(Source records)

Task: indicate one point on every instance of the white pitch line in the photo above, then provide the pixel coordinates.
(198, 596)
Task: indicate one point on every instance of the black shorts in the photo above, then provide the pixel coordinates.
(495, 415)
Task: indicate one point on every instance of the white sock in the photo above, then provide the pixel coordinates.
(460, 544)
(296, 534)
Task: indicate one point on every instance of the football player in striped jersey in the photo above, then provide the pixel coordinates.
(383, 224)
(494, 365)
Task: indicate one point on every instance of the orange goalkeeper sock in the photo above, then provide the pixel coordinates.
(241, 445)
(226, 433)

--

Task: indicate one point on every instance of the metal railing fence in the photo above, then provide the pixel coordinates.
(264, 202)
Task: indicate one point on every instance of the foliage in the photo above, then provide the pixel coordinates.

--

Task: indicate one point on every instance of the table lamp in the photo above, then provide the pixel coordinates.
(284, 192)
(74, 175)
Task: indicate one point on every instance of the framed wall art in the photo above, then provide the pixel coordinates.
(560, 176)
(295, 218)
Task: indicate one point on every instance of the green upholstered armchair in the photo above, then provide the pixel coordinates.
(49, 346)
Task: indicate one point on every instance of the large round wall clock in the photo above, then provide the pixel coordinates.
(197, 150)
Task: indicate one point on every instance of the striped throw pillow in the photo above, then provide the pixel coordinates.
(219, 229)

(Try it) Produce only the lines from the line containing "Task: indicate one point on every instance of the metal" through the line containing "Task: indicate one point on every instance of the foliage", inclusive of both, exactly as they stand in the entries above.

(Solved problem)
Task: indicate one point on every instance of the metal railing fence in the photo above, then provide the pixel coordinates.
(264, 202)
Task: indicate one point on every instance of the foliage in the photo above, then provide the pixel coordinates.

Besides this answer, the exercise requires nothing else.